**WRITTEN REQUEST 1**
List every person the Liechtenstein banking article names.
**WRITTEN REQUEST 2**
Repeat the Liechtenstein banking article word for word, everything from "Sprenger notes it" down to "such a rarity.".

**PASSAGE GIVEN**
=-=-=

Liechtenstein banks on secrecy: the recent theft of data from a Liechtenstein bank may change the Savings Tax Directive between the EU and countries like Liechtenstein and Switzerland sooner than expected. The past few months have seen increasing political pressure on both states to combat banking secrecy.
In February 2008, the German Intelligence Service laid its hands on a CD with stolen data containing confidential information on foreign clients of the Liechtenstein bank LGT--Liechtenstein Global Trust. Hundreds of Germans, including the Deutsche Post chief executive Klaus Zumwinkel, were either arrested or reported to tax authorities for tax evasion.
German authorities allegedly paid the thief, Liechtenstein citizen Heinrich Kieber, 4 million [euro] and gave him a new identity. Liechtenstein made an official request to the German authorities for information and legal assistance in the case.
Standing on his balcony overlooking the Rhine valley, author Stefan Sprenger calls it the worst crisis Liechtenstein has ever confronted.
"If you could measure it on a Richter scale, this crisis surpasses [a] 10. There is nothing new in being attacked for our role as a tax haven by other states. It is however the first time that the system is being corrupted from within."
Sprenger notes it was a Liechtenstein citizen who stole the data and gave the information to German authorities. "Most people know Heinrich Kieber personally; he went to school with my brother. He had gotten himself into a social and financial mess."
The author adds that data-thief Heinrich Kieber may not be such a rarity.
He says there are employees of modest income in the Liechtenstein banking system that think they should profit from the excessive margins of banks and lawyers.
"They are starting to blackmail the financial institutions. A system based on this form of secrecy, where this amount of money is involved, bears the danger of corruption in its core. At the end of the day, there could be a Heinrich Kieber in all of us."
Banking on secrecy
According to the Liechtenstein Bankers Association, the principality's 15 banks have a total asset volume of SFr 200 billion under management, which would represent about 0.5 per cent of private assets in Swiss banks. Four of the Liechtenstein banks are Austrian and three of them Swiss; there is a fair amount of cross-border financial activity. All three countries have banking secrecy.
This particular bank, LGT, belongs to Liechtenstein Prince Hans Adam II.
"The prince," says opposition leader Paul Vogt of the Freie Liste, "is all too happy to switch roles between political leader and major bank owner, which my party considers a flawed attitude."
As it happened, Germany's action could strike at the heart of both the sovereignty of Liechtenstein and its economy.
Liechtenstein stands alone. Although the attack indirectly touches Switzerland too, and the theft is an infraction of international law, no other country came to Liechtenstein's defence.
With 160 square kilometres and 35,000 inhabitants, it hardly represents a political force to be reckoned with. In fact, its democratic values have been criticised by the Council of Europe, which has 47 member-countries. Although the prince officially shares power with the people, in reality he seems to have the final word, deciding whether to sign a bill into law, appoint and fire judges, even dismissing the government if he chooses.
In 2003, the Council said Liechtenstein had taken a step back in democratic values and considered monitoring the principality, however the country continues to be a full member.
The status quo is supported by a comfortable majority of its citizens. And as long as international political pressure remains limited and the population is happy, other items may be expected to continue to dominate the agenda.

=-=-=

**ROWS**
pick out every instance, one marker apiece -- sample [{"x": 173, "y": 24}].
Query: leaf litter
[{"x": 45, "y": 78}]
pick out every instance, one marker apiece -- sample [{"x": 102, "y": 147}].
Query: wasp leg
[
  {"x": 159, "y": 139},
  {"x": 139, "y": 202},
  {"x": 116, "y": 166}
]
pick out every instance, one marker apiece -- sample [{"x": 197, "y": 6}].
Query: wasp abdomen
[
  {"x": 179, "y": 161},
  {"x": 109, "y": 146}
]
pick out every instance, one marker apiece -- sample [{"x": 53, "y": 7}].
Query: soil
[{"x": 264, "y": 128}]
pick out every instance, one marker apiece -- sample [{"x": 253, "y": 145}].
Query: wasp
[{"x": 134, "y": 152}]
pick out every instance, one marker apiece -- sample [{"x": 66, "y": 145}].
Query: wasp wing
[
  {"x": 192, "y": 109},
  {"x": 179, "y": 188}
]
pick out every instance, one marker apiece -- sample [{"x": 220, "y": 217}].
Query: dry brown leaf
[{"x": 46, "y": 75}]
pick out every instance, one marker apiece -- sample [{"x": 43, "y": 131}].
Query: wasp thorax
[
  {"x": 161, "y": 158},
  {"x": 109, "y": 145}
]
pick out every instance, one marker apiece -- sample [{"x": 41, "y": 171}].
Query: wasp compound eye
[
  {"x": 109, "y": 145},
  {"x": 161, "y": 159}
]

=-=-=

**EXERCISE RESPONSE 1**
Klaus Zumwinkel, Heinrich Kieber, Stefan Sprenger, Paul Vogt, Prince Hans Adam II

**EXERCISE RESPONSE 2**
Sprenger notes it was a Liechtenstein citizen who stole the data and gave the information to German authorities. "Most people know Heinrich Kieber personally; he went to school with my brother. He had gotten himself into a social and financial mess."
The author adds that data-thief Heinrich Kieber may not be such a rarity.